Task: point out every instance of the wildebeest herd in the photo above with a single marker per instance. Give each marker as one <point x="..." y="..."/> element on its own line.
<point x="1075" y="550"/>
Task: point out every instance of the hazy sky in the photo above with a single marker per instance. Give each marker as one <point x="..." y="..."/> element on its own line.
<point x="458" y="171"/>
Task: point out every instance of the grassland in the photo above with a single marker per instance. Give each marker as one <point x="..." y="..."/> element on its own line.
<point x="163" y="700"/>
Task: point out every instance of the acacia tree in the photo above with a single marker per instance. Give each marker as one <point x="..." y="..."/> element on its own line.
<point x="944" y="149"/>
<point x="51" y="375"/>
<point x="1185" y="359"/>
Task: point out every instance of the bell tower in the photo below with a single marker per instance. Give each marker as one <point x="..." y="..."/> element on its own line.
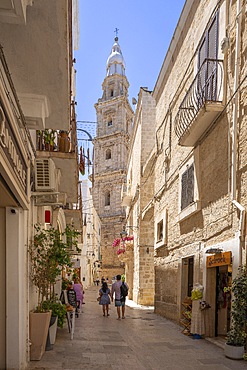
<point x="114" y="123"/>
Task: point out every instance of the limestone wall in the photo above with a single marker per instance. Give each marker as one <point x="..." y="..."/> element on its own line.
<point x="217" y="220"/>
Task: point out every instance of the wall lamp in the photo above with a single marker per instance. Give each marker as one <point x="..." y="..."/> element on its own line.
<point x="90" y="253"/>
<point x="214" y="251"/>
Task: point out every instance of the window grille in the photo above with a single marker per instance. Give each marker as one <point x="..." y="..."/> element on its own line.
<point x="187" y="192"/>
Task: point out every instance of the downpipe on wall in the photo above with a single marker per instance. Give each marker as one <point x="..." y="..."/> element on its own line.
<point x="241" y="231"/>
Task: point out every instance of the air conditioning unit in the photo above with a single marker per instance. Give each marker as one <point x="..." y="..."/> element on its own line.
<point x="47" y="199"/>
<point x="45" y="175"/>
<point x="126" y="196"/>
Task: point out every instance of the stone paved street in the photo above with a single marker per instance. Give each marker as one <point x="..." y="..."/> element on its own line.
<point x="143" y="340"/>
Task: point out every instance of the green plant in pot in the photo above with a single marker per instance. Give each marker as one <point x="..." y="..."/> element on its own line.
<point x="50" y="252"/>
<point x="58" y="310"/>
<point x="236" y="337"/>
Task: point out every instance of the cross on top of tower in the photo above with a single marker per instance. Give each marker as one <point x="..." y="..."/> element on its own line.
<point x="116" y="32"/>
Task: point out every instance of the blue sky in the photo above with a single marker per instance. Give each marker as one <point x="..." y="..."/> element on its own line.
<point x="145" y="31"/>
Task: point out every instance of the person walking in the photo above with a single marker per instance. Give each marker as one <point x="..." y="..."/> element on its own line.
<point x="105" y="295"/>
<point x="116" y="292"/>
<point x="78" y="288"/>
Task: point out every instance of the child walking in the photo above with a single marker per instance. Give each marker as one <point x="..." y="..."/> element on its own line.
<point x="104" y="293"/>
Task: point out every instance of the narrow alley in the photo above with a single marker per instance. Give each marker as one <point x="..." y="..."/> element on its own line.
<point x="143" y="340"/>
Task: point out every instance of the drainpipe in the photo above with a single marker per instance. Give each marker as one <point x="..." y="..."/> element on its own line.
<point x="235" y="133"/>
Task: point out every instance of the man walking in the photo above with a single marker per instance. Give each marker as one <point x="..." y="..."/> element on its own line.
<point x="119" y="295"/>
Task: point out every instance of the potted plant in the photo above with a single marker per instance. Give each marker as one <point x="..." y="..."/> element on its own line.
<point x="236" y="337"/>
<point x="58" y="313"/>
<point x="49" y="253"/>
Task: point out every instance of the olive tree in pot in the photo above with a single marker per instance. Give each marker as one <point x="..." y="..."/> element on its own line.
<point x="236" y="337"/>
<point x="49" y="252"/>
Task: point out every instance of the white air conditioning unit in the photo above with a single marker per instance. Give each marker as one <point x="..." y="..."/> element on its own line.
<point x="126" y="196"/>
<point x="49" y="199"/>
<point x="45" y="175"/>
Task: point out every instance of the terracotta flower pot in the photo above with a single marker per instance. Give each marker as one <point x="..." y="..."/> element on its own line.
<point x="38" y="330"/>
<point x="234" y="352"/>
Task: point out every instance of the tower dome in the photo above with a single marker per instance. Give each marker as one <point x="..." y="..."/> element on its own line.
<point x="115" y="62"/>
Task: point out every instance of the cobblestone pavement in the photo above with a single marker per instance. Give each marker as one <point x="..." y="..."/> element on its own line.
<point x="142" y="341"/>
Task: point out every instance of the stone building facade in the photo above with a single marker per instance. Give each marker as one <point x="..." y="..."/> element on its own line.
<point x="38" y="179"/>
<point x="187" y="194"/>
<point x="114" y="117"/>
<point x="140" y="187"/>
<point x="200" y="170"/>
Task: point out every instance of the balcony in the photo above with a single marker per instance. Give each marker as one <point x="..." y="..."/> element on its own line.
<point x="201" y="104"/>
<point x="126" y="196"/>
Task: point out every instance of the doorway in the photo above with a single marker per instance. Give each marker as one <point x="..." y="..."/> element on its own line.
<point x="223" y="300"/>
<point x="187" y="277"/>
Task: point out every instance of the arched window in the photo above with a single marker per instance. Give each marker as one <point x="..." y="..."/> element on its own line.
<point x="107" y="198"/>
<point x="108" y="154"/>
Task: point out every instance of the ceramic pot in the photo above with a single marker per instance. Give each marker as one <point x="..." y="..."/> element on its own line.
<point x="234" y="352"/>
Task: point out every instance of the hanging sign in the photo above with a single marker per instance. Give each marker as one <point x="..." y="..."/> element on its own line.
<point x="219" y="259"/>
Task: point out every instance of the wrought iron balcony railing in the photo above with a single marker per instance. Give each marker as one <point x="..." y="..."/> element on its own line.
<point x="55" y="141"/>
<point x="207" y="87"/>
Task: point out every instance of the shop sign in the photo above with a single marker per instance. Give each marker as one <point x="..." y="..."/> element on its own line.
<point x="219" y="259"/>
<point x="11" y="149"/>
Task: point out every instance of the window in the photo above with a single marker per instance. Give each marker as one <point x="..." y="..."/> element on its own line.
<point x="108" y="154"/>
<point x="107" y="198"/>
<point x="207" y="65"/>
<point x="187" y="187"/>
<point x="160" y="231"/>
<point x="189" y="190"/>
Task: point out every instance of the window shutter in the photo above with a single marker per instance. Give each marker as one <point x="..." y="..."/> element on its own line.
<point x="190" y="185"/>
<point x="187" y="187"/>
<point x="207" y="84"/>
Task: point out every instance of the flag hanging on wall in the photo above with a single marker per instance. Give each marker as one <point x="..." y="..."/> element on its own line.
<point x="82" y="162"/>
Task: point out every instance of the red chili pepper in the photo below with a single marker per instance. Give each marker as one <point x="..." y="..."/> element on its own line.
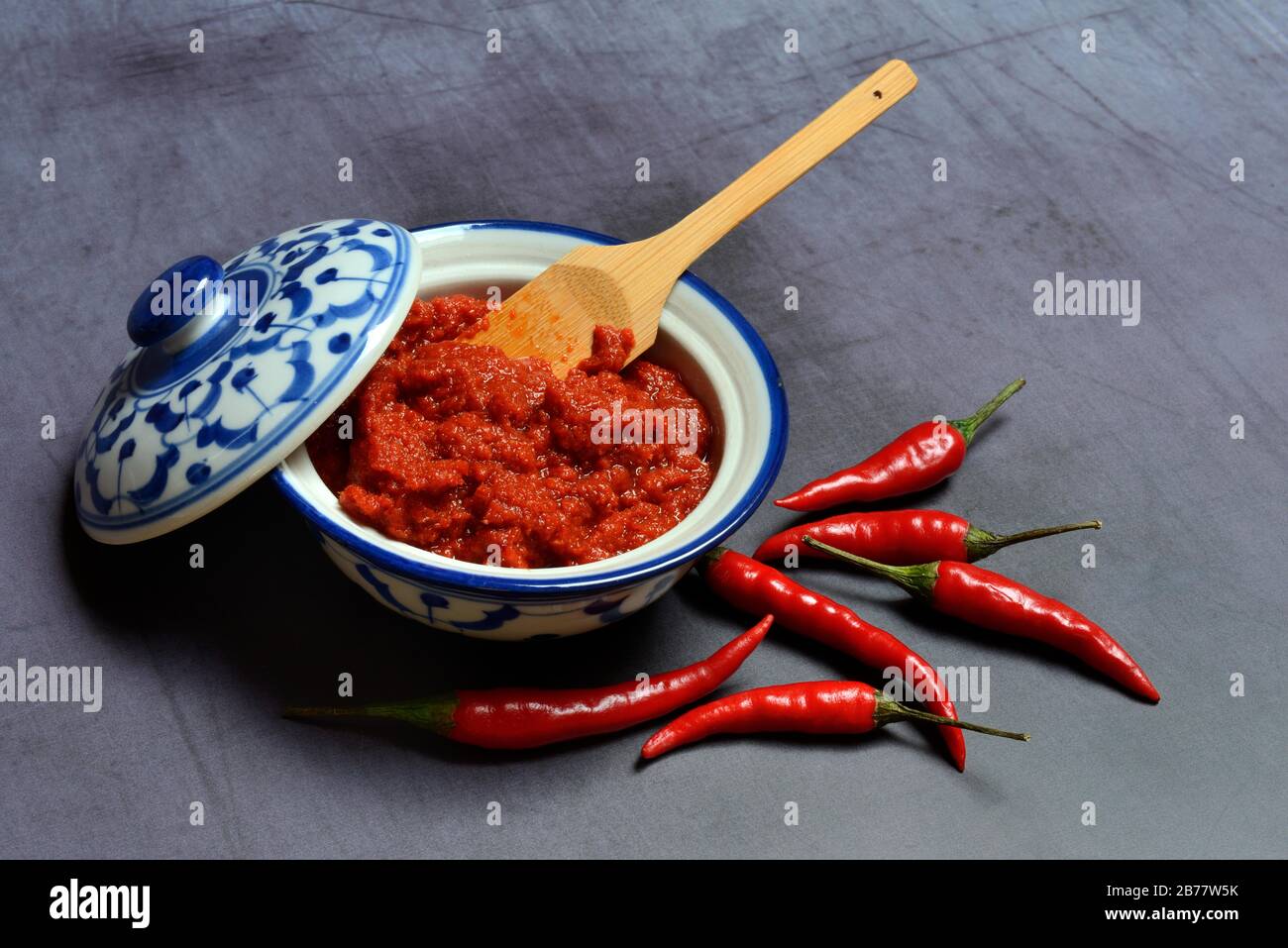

=== Written instruction ===
Select and copy every line in the items above that contains the string "tower". The match is case-sensitive.

=== Solution ===
Task: point out every instance of the bell tower in the photo below with a single marker per instance. Give each marker as one <point x="..." y="..."/> element on its own line.
Task: point out every instance of the cross on top of tower in the photo above with a single marker per instance. Give each marker as one <point x="..." y="..."/> element on its own line.
Task: point out every instance of the tower dome in the photo above with a single marker per instance. Give each marker as one <point x="..." y="..."/> element on its own line.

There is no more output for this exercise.